Spoiler: Game Summary



*N0
rari_teh* was killed. She was *not mafia*.

*D1
Trebek* was killed. He was *mafia*.

*N1
Seshas *was killed. They were *not mafia*.
*kokorico *was killed. E was *not mafia*.

*D2
Herbe *was killed. He was *not mafia*.
*RedneckPhoenix *was killed. He was *mafia*.
*kyeugh* was killed. She was *not mafia*.
*IndigoEmmy *was killed. She was *not mafia*.

*N2
M&F* was killed. She was *not mafia*.


----------



## JackPK

well fuck :(


----------



## mewtini

i healed MF :’D


----------



## Keldeo

Mampersand F to pay respects. It's a tough situation, but we can do this!

Mechanical stuff -

@storm, what did you do last night?

@Mist1422, what did you ask last night? Where are you thinking about going now that Emmy flipped town?

@Stryke, I forgot to ask yesterday, can you repeat all the results you've gotten so far? If you said what you got on night 1, I don't remember.

@Zero Moment, I'm confused about how your role works. Could you try to explain more?

Did anyone get an item?

Items from a data source
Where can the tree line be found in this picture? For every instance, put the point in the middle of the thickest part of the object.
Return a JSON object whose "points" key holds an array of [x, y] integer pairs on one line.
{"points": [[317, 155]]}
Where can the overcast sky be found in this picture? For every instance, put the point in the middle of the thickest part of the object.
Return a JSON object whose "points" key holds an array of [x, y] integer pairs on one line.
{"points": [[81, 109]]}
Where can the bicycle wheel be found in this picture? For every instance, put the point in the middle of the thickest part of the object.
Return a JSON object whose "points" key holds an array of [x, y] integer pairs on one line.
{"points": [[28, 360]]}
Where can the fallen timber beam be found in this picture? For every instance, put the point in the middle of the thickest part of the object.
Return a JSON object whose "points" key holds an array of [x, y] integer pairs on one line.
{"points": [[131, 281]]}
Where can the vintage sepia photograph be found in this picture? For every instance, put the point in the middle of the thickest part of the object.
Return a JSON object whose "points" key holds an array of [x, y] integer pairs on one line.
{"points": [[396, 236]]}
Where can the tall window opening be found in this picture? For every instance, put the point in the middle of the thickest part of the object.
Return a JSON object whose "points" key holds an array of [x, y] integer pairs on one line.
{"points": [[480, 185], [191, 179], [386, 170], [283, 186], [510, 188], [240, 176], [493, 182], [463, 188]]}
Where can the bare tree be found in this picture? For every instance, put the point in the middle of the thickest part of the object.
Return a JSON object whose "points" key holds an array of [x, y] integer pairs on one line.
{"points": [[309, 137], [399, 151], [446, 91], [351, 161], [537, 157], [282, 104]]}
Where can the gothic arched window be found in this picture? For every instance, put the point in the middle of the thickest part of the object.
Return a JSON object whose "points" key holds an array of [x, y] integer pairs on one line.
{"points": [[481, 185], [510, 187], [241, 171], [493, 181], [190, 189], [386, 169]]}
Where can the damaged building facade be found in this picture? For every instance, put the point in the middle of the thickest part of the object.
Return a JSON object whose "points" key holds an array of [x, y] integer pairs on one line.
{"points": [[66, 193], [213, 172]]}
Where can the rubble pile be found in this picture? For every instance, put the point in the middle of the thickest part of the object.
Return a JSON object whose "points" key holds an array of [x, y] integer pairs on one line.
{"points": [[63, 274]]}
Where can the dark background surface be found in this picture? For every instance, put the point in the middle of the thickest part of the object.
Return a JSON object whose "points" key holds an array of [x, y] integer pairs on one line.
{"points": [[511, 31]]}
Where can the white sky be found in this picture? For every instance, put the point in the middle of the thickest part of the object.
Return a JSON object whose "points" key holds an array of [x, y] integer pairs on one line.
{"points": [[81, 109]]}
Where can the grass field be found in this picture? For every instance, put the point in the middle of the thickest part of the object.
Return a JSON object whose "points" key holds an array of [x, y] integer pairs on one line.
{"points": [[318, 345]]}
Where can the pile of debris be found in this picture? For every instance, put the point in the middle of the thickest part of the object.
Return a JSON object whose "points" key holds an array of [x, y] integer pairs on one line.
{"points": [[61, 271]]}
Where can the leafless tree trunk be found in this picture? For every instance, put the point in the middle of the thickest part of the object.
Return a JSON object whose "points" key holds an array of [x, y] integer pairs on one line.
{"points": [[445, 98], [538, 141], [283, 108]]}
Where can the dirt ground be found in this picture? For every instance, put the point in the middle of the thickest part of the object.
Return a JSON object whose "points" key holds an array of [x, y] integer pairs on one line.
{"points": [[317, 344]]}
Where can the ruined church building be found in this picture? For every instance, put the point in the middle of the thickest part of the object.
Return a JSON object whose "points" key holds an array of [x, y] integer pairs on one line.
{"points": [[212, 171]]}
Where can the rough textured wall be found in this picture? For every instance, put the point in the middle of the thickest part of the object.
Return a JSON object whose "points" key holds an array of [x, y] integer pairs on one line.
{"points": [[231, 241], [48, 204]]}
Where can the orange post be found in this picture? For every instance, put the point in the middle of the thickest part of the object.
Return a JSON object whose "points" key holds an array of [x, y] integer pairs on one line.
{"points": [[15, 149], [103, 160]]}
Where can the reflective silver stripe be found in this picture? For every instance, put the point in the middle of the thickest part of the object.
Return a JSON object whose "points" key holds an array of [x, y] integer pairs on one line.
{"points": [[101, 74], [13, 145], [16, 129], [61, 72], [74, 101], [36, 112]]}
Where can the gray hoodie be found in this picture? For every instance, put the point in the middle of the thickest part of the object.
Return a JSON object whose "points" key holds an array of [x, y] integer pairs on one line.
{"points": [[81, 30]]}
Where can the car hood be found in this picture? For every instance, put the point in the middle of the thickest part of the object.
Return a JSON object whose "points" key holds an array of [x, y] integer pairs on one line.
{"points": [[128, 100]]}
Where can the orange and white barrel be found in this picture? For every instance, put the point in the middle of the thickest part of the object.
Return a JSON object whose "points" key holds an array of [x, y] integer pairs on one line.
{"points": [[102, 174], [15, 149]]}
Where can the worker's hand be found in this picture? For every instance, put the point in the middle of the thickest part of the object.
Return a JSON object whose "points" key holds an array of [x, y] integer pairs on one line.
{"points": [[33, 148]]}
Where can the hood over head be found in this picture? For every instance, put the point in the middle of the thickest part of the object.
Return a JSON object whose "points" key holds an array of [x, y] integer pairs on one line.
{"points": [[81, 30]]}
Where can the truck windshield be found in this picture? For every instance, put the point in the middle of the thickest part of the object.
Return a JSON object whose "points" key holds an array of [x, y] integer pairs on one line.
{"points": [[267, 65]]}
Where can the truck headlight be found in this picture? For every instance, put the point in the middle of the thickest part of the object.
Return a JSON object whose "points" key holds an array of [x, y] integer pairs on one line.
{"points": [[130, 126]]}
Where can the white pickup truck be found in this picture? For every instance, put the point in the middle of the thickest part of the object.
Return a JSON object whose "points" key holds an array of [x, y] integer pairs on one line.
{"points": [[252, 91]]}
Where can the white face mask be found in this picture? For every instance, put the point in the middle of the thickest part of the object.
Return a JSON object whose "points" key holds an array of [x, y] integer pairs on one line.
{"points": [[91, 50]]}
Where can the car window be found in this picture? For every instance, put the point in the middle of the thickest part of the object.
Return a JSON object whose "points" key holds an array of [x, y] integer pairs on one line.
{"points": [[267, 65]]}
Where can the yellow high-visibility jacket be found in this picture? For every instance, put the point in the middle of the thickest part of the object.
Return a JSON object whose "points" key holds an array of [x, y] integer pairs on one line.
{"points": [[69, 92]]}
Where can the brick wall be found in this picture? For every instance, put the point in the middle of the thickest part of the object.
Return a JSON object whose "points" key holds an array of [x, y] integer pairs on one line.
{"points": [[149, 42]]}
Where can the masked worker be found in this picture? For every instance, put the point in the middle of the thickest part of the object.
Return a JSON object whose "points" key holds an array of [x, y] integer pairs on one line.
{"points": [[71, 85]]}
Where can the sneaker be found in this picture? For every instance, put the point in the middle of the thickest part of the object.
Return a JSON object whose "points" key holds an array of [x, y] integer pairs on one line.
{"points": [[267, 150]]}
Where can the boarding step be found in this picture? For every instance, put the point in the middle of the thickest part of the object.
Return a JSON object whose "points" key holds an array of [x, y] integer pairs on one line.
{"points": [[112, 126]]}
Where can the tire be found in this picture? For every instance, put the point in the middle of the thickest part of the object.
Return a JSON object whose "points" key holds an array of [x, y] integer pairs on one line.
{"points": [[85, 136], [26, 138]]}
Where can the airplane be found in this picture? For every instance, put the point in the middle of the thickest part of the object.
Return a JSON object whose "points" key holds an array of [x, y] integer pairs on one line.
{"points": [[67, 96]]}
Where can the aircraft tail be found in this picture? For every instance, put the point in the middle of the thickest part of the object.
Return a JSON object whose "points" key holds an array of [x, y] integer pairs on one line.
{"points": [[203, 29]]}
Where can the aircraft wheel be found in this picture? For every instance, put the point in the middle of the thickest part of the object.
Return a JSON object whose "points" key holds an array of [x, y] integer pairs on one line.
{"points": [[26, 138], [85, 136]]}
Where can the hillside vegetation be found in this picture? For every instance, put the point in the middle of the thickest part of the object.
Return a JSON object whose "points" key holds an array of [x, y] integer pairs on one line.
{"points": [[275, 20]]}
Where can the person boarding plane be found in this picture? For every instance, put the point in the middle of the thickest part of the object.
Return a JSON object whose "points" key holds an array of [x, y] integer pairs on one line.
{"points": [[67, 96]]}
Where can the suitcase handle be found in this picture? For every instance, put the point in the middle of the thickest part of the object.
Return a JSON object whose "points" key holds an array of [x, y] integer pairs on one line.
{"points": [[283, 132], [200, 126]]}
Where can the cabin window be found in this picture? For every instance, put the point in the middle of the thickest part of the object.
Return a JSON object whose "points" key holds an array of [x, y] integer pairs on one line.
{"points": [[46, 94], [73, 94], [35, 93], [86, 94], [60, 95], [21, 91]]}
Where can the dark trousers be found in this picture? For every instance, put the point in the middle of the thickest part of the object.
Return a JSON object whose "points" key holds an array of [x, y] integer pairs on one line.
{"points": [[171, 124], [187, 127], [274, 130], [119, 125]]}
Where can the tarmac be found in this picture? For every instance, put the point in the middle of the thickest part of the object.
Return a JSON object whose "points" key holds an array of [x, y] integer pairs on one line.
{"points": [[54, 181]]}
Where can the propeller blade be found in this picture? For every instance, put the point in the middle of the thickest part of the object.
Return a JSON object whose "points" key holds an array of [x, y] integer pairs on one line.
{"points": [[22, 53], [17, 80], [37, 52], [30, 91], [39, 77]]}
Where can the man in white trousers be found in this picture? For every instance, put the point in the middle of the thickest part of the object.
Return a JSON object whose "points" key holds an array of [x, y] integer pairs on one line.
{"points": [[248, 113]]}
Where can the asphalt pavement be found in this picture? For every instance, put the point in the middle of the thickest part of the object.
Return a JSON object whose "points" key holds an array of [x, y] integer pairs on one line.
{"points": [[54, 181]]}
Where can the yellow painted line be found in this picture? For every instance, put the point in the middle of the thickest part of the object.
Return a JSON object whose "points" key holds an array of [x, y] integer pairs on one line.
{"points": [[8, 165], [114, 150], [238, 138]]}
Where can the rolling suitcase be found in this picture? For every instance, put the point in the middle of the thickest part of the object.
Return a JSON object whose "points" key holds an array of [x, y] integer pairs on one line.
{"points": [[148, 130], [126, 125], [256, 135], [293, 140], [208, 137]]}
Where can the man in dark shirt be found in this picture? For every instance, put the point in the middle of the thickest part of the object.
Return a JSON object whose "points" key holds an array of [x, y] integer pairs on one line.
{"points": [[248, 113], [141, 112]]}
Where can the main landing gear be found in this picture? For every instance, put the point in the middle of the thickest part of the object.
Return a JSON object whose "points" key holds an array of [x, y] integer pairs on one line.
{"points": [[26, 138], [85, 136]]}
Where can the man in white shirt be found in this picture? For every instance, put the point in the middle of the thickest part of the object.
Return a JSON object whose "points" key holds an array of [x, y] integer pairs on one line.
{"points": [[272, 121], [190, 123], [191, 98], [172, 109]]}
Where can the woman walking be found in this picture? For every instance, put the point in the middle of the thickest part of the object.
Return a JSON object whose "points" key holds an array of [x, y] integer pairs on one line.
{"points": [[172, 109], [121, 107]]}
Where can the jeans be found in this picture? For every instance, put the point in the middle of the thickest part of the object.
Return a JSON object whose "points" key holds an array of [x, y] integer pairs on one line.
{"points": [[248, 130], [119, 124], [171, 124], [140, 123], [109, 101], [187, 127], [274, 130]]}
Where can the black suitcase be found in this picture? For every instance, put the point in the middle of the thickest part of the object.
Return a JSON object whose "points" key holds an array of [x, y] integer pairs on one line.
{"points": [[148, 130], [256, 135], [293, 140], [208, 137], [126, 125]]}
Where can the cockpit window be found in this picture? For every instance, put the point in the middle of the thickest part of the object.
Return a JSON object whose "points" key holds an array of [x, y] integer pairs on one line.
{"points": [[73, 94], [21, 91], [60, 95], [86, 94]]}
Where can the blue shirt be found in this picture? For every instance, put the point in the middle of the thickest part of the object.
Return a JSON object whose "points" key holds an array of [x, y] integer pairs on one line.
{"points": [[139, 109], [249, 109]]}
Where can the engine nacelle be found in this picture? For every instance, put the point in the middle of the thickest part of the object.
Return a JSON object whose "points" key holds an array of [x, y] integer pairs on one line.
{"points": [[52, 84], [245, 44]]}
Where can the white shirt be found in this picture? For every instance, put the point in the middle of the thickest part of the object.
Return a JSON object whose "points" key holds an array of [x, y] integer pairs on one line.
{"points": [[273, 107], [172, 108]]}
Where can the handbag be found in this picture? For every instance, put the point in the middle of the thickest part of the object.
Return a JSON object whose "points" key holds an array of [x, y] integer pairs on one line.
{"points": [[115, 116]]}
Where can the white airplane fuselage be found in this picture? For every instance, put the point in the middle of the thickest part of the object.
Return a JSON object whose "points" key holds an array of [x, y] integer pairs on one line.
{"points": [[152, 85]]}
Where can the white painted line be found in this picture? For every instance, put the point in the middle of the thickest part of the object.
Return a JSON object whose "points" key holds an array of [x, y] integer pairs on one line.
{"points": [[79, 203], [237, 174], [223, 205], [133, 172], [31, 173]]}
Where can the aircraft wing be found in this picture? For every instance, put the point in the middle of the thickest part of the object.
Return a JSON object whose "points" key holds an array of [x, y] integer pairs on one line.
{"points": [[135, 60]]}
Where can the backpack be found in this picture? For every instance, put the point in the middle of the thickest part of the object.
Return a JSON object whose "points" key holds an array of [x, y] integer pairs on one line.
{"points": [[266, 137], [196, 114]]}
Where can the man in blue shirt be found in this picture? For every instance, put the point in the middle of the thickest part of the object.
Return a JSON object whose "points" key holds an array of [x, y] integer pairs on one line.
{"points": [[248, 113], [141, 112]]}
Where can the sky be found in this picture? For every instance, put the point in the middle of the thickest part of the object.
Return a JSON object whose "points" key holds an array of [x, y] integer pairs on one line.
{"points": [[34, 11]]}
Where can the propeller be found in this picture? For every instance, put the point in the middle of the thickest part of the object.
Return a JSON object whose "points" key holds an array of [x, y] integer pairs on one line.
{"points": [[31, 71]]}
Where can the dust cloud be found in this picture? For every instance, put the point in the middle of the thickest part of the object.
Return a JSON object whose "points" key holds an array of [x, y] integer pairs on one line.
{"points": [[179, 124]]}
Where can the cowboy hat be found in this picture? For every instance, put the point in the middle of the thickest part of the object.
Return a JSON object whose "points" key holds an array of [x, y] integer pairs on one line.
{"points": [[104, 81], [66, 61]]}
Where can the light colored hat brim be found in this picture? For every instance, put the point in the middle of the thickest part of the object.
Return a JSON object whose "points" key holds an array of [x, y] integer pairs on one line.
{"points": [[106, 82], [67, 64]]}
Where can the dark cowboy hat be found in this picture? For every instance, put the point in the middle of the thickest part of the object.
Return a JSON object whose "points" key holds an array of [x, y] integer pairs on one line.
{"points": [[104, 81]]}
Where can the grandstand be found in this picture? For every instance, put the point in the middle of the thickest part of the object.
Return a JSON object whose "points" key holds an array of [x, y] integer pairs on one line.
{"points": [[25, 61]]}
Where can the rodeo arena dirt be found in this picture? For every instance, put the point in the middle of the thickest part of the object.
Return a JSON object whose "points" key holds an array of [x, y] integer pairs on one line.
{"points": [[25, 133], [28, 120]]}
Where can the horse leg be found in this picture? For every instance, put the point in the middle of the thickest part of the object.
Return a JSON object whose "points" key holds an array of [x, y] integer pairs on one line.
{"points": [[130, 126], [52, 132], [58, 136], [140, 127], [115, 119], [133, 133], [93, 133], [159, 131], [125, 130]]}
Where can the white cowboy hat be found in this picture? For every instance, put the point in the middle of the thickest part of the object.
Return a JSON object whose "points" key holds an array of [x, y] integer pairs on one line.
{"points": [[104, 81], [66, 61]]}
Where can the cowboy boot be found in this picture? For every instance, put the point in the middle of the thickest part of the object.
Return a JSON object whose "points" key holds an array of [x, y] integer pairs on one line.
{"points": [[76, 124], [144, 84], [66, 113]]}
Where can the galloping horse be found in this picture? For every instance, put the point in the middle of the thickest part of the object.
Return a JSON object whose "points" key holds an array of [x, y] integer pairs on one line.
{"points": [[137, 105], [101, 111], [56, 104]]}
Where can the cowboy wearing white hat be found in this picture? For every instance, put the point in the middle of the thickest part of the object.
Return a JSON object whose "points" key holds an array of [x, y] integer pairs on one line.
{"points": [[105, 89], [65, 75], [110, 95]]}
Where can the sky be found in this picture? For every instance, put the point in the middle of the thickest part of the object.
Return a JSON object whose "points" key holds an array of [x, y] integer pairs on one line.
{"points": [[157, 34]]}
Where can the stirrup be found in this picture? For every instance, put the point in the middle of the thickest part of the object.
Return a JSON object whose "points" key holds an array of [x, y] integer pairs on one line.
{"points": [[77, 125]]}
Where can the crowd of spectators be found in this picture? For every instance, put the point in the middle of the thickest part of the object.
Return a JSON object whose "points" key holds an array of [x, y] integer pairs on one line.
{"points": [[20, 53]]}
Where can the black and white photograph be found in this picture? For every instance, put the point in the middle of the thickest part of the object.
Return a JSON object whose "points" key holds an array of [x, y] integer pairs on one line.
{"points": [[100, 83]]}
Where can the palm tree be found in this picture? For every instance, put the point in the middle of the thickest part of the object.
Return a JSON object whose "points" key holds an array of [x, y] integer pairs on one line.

**Problem to work on**
Please edit the forum thread from "Mampersand F to" to "get an item?" by changing "last night" to "during the night", and give back that edited passage.

**Reply to the task**
Mampersand F to pay respects. It's a tough situation, but we can do this!

Mechanical stuff -

@storm, what did you do during the night?

@Mist1422, what did you ask during the night? Where are you thinking about going now that Emmy flipped town?

@Stryke, I forgot to ask yesterday, can you repeat all the results you've gotten so far? If you said what you got on night 1, I don't remember.

@Zero Moment, I'm confused about how your role works. Could you try to explain more?

Did anyone get an item?